Y para colmo de males, el viernes 15 de abril el teniente coronel
Camilo Alonso Vega, amigo íntimo de Franco y su compañero de
promoción, al mando de la IV Brigada de Navarra (carlistas),
alcanzaba la costa mediterránea a la altura de la población de
Vinaroz (Castellón), partiendo en dos la zona republicana tal y como
había previsto el Generalísimo.

De
este durísimo golpe la República española jamás se recuperaría
y, sombrío, el ministro de Defensa Indalecio Prieto le confesaba a
su colega, el secretario de Estado Julián Zugazagoitia: «Hemos
entrado en el último episodio de la guerra…, dentro de poco ni
siquiera habrá la posibilidad de retirarnos hacia la frontera
francesa, que Franco nos cerrará con bayonetas y se podrán contar
con los dedos de la mano los españoles que consigan cruzarla». Y en
efecto, la victoria del Caudillo resultaba aplastante, habiendo
tomado Lérida y con las centrales hidroeléctricas pirenaicas en su
poder, además de ocupar un territorio cercano a los quince mil
kilómetros cuadrados, tras apresar a miles de combatientes provistos
de abundante material de guerra soviético.

- [FILAS PROPORCIONADAS]:
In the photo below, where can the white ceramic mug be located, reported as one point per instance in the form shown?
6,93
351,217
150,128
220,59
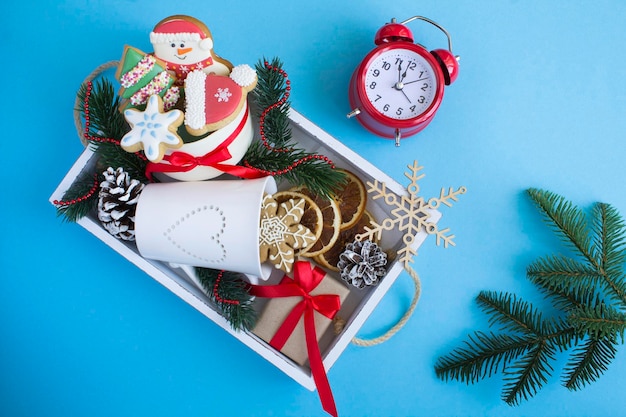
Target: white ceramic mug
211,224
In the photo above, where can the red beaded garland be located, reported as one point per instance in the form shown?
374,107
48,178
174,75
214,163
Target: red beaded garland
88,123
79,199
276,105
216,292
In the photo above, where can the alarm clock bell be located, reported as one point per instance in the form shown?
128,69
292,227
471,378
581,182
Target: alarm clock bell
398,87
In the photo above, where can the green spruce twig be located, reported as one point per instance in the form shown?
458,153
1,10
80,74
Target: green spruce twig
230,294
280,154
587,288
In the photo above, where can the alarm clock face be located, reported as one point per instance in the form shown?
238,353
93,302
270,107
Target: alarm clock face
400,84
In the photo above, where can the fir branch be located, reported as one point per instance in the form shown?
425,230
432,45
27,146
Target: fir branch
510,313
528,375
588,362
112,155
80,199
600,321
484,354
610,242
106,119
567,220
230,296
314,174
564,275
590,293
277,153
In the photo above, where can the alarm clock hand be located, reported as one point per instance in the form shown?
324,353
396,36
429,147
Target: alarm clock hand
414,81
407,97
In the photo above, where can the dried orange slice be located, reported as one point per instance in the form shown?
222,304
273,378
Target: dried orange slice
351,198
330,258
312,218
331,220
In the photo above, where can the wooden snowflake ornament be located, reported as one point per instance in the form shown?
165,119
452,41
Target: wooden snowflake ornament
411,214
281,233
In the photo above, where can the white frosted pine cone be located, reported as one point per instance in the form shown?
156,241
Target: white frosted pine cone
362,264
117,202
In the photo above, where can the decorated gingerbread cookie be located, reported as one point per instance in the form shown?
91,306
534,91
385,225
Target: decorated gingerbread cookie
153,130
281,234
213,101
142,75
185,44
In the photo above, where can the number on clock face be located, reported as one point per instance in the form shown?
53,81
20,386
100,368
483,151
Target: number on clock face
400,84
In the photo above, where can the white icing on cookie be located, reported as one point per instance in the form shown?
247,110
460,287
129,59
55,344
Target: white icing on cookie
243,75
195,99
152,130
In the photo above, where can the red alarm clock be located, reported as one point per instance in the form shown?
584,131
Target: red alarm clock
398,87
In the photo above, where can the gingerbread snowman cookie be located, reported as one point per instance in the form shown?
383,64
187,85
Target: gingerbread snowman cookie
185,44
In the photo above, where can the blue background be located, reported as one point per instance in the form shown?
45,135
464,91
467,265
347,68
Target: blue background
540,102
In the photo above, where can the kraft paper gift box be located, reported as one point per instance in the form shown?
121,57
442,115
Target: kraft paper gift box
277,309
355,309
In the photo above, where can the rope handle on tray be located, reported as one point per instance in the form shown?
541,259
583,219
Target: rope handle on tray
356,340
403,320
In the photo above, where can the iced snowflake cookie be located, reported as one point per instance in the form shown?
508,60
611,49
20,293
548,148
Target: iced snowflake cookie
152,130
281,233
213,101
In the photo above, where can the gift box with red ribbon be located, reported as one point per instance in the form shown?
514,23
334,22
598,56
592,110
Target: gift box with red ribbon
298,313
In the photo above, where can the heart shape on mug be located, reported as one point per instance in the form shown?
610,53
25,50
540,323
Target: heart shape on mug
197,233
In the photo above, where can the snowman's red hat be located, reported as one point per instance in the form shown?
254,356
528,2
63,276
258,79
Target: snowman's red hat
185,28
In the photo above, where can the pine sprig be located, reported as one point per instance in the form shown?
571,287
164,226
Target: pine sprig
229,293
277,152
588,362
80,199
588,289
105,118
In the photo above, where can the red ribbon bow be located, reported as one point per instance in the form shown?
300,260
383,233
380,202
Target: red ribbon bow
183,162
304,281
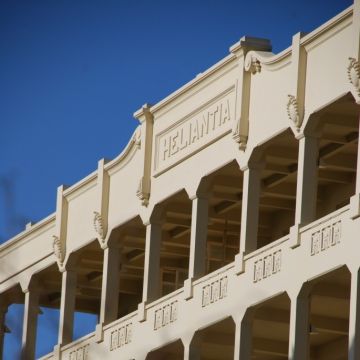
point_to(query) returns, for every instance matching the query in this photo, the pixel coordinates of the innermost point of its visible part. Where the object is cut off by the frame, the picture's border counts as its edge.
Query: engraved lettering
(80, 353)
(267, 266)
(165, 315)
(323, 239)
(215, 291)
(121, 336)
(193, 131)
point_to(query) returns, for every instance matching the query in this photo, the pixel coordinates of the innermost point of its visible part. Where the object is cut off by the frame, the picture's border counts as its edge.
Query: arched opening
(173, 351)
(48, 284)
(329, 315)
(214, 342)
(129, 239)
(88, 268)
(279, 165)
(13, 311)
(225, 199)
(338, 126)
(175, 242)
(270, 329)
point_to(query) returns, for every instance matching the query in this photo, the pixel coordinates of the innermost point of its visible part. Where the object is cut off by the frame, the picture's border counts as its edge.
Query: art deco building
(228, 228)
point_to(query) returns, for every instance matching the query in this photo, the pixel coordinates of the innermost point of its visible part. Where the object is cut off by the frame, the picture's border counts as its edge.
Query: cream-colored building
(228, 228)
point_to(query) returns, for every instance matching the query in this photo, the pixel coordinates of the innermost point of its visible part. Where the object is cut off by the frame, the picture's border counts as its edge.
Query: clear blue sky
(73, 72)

- [CONJUNTO DE TAREAS]:
[A] Devuelve todas las filas en las que aparezca la cadena «with».
[B] Prosigue el fragmento sobre la guerra civil española a partir de su última oración.
El fragmento y las filas son materiales independientes entre sí.

- [RESULTADOS DEL EJERCICIO]:
[A]
In the photo above, where can the gift box with red ribbon be located, reported as one point per instance in the form shown?
Target: gift box with red ribbon

[B]
Aquellos
días de enorme angustia y desolación, están bien reflejados en la
carta privada que el general Vicente Rojo envió a su homólogo José
Miaja, con fecha del 20 de abril de 1938, confesándole abrumado el
desplome de todo el frente de Aragón: «No se puede decir, si no es
con mala intención o con el deseo de hacer daño, que los jefes de
las Grandes Unidades no hayan estado en su puesto; ciertamente, ha
flaqueado alguno, pero no ha sido el causante del desastre. Tampoco
han faltado tropas, como muchos han creído, pues gracias a los
esfuerzos de todos y principalmente al sacrificio de algunos
Ejércitos, que se han desprendido de sus reservas, hemos podido
restablecer un frente de más de 300 kilómetros, a pesar de que
algunas de las unidades llegadas fueron víctimas del pánico, lo
mismo que las de otros frentes. No necesito decirle el problema
pavoroso que se presentó: primero con el hundimiento del frente y la
huida en desorden de todo el Cuerpo de Ejército XII, más unas ocho
o diez Brigadas, las que tenía de reserva y las que se incorporaron
inmediatamente a la primera ofensiva enemiga.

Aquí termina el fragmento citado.